What is required :: Take the entries below and retype them word for word, excluding the images.

─── Data in this exercise

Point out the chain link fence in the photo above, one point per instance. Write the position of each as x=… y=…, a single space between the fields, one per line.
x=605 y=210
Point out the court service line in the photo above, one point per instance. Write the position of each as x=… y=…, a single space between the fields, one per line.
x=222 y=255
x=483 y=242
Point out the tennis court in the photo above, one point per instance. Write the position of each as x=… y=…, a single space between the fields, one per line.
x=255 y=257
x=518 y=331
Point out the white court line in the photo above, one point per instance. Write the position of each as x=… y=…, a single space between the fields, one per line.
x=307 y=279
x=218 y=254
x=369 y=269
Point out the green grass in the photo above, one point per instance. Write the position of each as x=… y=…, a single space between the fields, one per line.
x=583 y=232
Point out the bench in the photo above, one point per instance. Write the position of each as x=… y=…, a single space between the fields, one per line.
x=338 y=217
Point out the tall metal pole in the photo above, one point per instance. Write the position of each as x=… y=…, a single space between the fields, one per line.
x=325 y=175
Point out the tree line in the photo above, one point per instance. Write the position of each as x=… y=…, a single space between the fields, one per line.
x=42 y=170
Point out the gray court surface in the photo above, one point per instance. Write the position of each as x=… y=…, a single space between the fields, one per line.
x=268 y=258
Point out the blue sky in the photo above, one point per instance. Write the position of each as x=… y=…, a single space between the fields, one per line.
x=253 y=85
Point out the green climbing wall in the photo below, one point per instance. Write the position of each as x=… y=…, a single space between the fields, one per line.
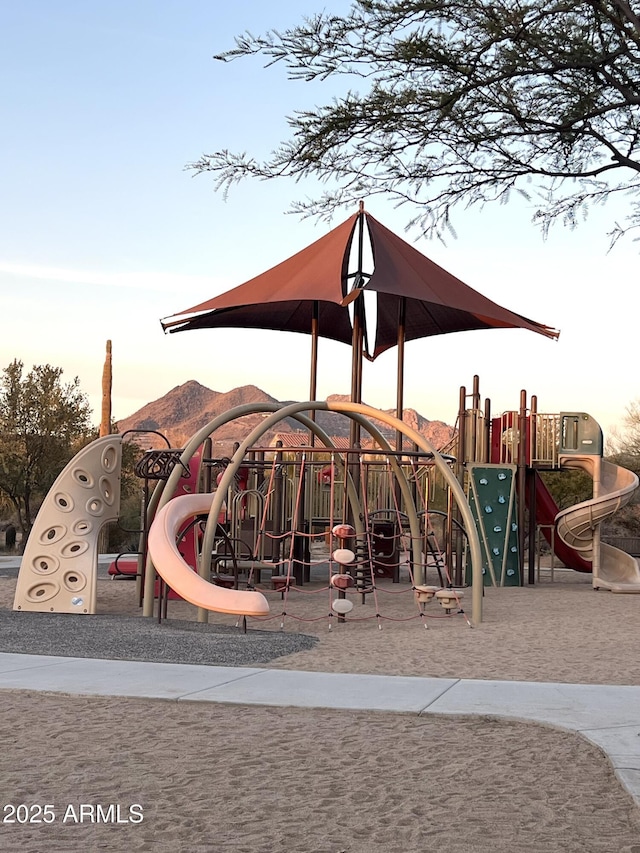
x=492 y=502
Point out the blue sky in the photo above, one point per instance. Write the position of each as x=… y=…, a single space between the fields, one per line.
x=103 y=232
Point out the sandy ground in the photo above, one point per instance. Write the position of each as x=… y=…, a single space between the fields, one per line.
x=237 y=779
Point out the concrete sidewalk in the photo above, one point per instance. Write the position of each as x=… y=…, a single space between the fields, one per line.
x=608 y=716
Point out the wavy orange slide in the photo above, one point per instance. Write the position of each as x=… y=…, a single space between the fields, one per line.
x=180 y=577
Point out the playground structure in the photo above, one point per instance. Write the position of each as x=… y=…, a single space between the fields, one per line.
x=440 y=521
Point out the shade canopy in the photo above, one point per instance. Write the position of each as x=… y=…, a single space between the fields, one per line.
x=310 y=292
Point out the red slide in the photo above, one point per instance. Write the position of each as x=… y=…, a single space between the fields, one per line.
x=546 y=511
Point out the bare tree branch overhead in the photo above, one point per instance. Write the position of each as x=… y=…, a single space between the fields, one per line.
x=462 y=103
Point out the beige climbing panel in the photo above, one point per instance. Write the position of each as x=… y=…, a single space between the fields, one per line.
x=59 y=568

──────

Result of the task ::
Point out the chain link fence in the photo above, one point per instance. Write the position of each as x=… y=…, a single space between the fields, one per line.
x=605 y=210
Point out the court service line in the photo above, one point per instance. Write the position of each as x=… y=…, a single space between the fields, one per line.
x=222 y=255
x=483 y=242
Point out the tennis court in the photo above, one point per instance. Write the position of each as x=… y=…, a single space between the fields, one per line.
x=255 y=257
x=518 y=331
Point out the white court line in the photo above, one point per instance. Write the position of each as x=… y=…, a single space between the fields, one per line.
x=307 y=279
x=218 y=254
x=369 y=269
Point out the green grass in the photo above, one point per instance. Write the position of each as x=… y=…, a single space between the fields, one per line.
x=583 y=232
Point out the bench in the photo above, one point per instance. Write the position of each as x=… y=…, a single space between the fields, one per line.
x=338 y=217
Point out the tall metal pole in the photo above, one point per instance. Write the position of each as x=… y=…, a single space between the fields, one per line.
x=325 y=175
Point out the tree line in the photo above, one point per instance. Write the position of each as x=… y=…, a single space between the fields, one per line.
x=42 y=170
Point out the gray court surface in the photo above, one point per instance. Write the position of each as x=… y=…, a single space between the fields, one per line.
x=268 y=258
Point out the blue sky in the photo above, one point per instance. Write the position of each as x=… y=…, a single space between the fields, one per line.
x=253 y=85
Point out the green climbing wall in the photo below, one point per instance. Write the position of each as x=… y=…, a single space between the fields, one per line.
x=492 y=502
Point out the blue sky in the photo above, one point per instance. Write the position of each as x=… y=…, a single space between the fields, one per line.
x=103 y=232
Point out the sandy ground in the photo above, one point per instance. Write the position of each as x=… y=…, a single space between the fields, one per line.
x=237 y=779
Point out the concrete sidewalk in the photo above, one point per instance. Write the position of each as x=… y=…, a single space between the fields, one per line.
x=608 y=716
Point out the wavy orange slide in the photo above, one point per instance. Write the position of each as x=… y=…, a single space between the fields, one per line.
x=180 y=577
Point out the playground structure in the photo above, one point per instance. Write the position of each as x=… y=…, a single space between the fields, one per line.
x=440 y=521
Point out the shade canopy in the photo above, one point per instance. Write the position of each as x=… y=…, a single space between the fields, one per line.
x=310 y=292
Point out the red slide in the photo above, one point per instance. Write the position of each as x=… y=…, a single space between the fields, one per line.
x=546 y=511
Point out the bare tree branch overhead in the photo above, one point per instance. Write the position of each as x=… y=…, a single space between the fields, one per line.
x=462 y=103
Point out the beige climbing panel in the photo above, one point per instance. Write the position of each as x=… y=…, a single space between the fields, one per line.
x=59 y=568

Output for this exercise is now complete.